What this task involves
Take the lines below between the one holding "613, row 135." and the one holding "Target: silver car", inclusive, and copy them exactly. Add nothing.

------------------------------

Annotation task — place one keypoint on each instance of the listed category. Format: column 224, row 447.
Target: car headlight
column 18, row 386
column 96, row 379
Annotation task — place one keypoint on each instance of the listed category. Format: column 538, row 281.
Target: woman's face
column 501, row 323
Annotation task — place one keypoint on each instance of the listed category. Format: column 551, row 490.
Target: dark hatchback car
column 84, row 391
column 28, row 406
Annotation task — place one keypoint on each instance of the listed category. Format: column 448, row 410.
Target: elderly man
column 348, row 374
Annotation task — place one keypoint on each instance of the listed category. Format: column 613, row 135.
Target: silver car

------------------------------

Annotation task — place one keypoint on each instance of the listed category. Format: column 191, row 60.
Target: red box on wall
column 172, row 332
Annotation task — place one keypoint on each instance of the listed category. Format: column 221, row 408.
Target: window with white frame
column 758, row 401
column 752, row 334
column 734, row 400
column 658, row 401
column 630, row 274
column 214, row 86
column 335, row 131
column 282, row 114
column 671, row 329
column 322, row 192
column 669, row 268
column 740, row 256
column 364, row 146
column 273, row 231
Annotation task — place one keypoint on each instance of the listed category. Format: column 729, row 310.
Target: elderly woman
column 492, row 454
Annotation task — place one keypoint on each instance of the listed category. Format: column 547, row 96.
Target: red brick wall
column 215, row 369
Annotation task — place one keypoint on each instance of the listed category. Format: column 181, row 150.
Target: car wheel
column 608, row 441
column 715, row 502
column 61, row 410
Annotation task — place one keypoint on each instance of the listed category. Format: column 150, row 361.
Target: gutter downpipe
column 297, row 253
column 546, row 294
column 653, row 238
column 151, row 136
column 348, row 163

------------------------------

Answer for the task
Annotation task — place one keypoint on each instance of the listed category. Format: column 613, row 135.
Target: silver car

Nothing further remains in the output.